Raw data:
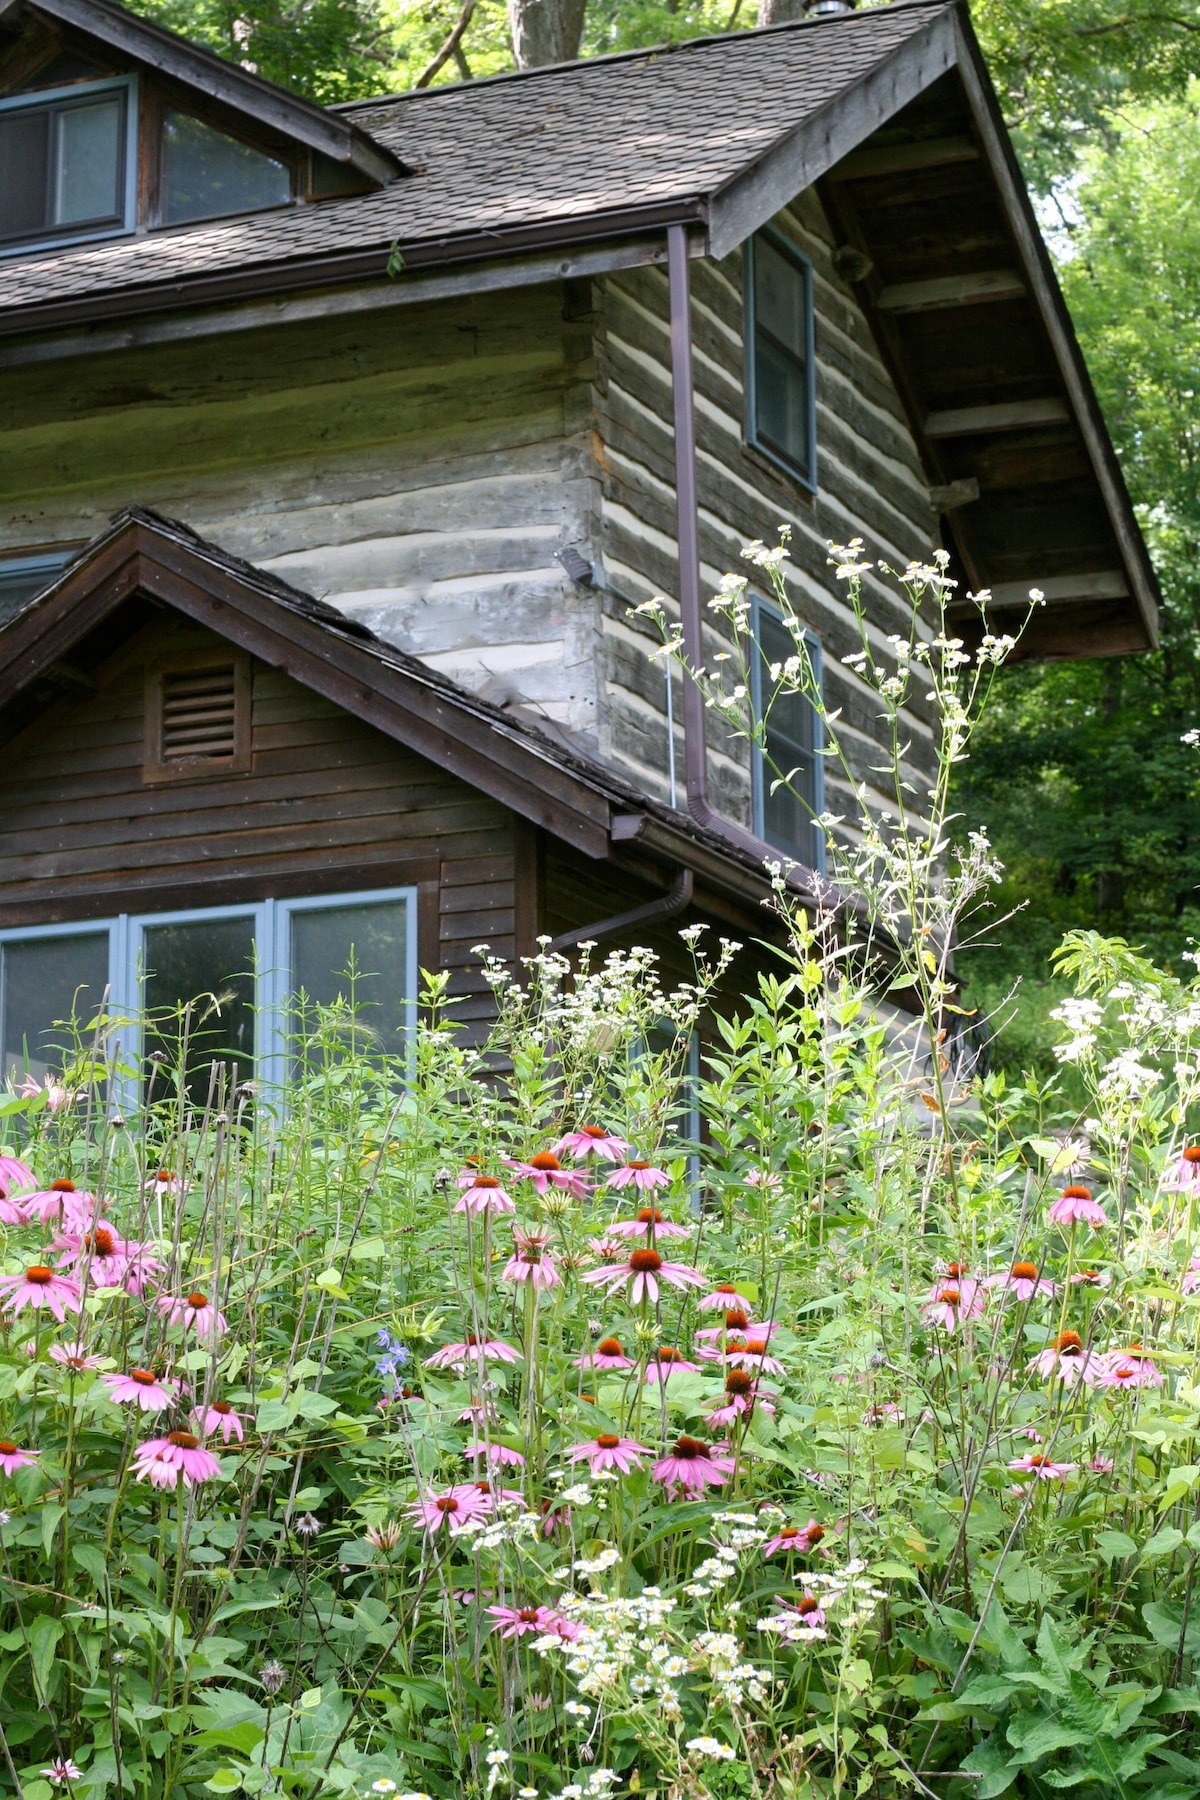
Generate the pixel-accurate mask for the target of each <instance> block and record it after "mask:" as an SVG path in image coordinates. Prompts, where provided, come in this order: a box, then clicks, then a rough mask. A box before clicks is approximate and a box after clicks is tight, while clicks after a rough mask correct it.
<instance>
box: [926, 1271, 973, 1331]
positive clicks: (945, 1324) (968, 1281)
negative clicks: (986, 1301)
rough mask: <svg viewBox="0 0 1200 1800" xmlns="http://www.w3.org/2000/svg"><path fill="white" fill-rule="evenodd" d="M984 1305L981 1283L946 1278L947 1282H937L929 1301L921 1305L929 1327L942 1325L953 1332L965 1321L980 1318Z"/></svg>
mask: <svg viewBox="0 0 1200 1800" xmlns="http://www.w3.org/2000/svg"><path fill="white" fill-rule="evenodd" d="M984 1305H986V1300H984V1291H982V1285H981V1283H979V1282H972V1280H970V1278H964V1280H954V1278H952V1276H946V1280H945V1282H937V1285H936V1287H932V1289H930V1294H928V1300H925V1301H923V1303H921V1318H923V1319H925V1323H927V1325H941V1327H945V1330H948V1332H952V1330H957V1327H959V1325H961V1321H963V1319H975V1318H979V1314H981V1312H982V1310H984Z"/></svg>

Action item:
Please convert the stretch from the start of the listing through the line containing "negative clicks: (986, 1301)" into a JSON list of strings, one string per line and no blank lines. Leave the picture out.

Your solution:
[
  "Generate the pixel-accurate mask for the target of each <instance> block and record it after \"mask:\" as an SVG path in image coordinates. Prompts, where provided, come in this order: a box, then clicks, then a rough mask. A box before clicks is approximate and a box after clicks is tight, while clicks after a rough mask correct it.",
  "<instance>",
  "box: [926, 1271, 973, 1331]",
  "positive clicks: (945, 1324) (968, 1281)",
  "negative clicks: (986, 1301)"
]